• Selected passage:
|---|
Thousands of Minnesota kindergarteners will likely enter school this fall without vaccines meant to protect themselves and their peers from illness.
Driving the news: An estimated 3.7% of kindergarteners across the state were granted exemptions to required vaccines as of the school year ending in 2022, compared to 1.6% in 2012, Alex Fitzpatrick and Kavya Beheraj report.
Why it matters: Vaccinations reduce the spread of childhood illnesses — some potentially fatal — that once plagued the country, such as polio.
- Studies have found an increased risk of infection from vaccine-preventable diseases among exempt children.
The big picture: Some public health officials have expressed concern that heightened vaccine hesitancy post-COVID, combined with families falling behind on preventative care during the pandemic, could exacerbate a years-long uptick in kids skipping important shots.
|---|
• Dataset entries:
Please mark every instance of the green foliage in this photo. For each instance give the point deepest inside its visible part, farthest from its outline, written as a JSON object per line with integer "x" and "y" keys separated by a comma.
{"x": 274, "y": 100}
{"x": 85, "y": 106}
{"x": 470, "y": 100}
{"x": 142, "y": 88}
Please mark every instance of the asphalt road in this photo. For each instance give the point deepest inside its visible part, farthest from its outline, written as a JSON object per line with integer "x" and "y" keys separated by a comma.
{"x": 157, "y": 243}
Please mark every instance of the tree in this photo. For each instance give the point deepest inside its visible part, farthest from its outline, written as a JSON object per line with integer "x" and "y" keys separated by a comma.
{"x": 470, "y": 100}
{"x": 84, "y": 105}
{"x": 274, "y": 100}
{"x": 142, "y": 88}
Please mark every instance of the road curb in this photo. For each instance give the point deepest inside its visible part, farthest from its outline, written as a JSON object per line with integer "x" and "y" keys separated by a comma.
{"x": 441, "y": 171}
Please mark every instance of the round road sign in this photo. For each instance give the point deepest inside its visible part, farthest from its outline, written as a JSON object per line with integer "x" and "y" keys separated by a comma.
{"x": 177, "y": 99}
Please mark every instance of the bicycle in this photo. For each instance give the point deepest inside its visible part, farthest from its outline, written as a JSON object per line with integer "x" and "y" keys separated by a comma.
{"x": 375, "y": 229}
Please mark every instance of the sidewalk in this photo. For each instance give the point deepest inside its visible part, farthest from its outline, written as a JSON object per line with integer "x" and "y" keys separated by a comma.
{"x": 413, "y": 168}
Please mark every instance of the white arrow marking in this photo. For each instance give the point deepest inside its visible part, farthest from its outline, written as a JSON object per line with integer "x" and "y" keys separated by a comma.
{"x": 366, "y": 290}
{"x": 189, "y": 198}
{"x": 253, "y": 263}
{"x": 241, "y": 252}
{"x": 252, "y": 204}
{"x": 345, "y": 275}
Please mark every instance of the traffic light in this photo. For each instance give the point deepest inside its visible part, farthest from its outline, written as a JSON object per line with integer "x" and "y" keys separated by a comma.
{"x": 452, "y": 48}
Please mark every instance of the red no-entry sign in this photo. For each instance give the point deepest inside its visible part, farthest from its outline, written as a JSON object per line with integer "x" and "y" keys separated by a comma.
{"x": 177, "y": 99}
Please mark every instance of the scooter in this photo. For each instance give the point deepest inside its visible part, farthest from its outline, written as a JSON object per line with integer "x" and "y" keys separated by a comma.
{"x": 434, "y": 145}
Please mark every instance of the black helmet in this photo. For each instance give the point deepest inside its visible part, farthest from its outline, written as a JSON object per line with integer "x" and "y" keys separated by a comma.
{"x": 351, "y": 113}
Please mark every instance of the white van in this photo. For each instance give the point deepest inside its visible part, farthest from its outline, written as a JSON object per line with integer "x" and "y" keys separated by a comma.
|---|
• Problems to solve:
- 1) Return the stretch of the Minnesota vaccine exemption article from "Driving the news: An" through "among exempt children.", copied word for word.
- 2) List the labeled section headings that introduce paragraphs in the Minnesota vaccine exemption article.
- 3) Extend the article on Minnesota kindergarten vaccine exemptions, starting after its final sentence.
These lines have no connection to the article about Minnesota kindergarten vaccine exemptions.

• Answers to each task:
- 1)
Driving the news: An estimated 3.7% of kindergarteners across the state were granted exemptions to required vaccines as of the school year ending in 2022, compared to 1.6% in 2012, Alex Fitzpatrick and Kavya Beheraj report.
Why it matters: Vaccinations reduce the spread of childhood illnesses — some potentially fatal — that once plagued the country, such as polio.
- Studies have found an increased risk of infection from vaccine-preventable diseases among exempt children.

- 2)
Driving the news
Why it matters
The big picture

- 3)
- The overall percentage of 6-year-olds who are up to date on recommended immunizations has also dropped slightly since 2019, from 72% to 71%, per data released by the Minnesota Department of Health this summer.
- The cohort's 89% vaccination rate for measles, mumps, and rubella is among the lowest in the nation.
Between the lines: While the vast majority of kids do have their shots, a few percentage points can make a significant difference.
- Keeping measles at bay, for example, requires a vaccination rate closer to 95%, experts told KARE 11.
Zoom out: The nationwide median kindergarten vaccine exemption rate was rising even before the pandemic, increasing from 1.4% in 2012 to 2.6% in 2019, per the CDC.
- It hit 2.7% in 2022, the latest year for which data is available.
Zoom in: Minnesota experienced a similar trend, with vaccine exemptions spiking in the mid-2010s and inching up since then.
What we're watching: Americans as a whole are overwhelmingly supportive of childhood vaccinations, per a recent Pew survey.
- Yes, but: Just 70% of Americans now say healthy kids should be vaccinated as a requirement to attend public school, Pew found — down from 82% in the pre-pandemic era.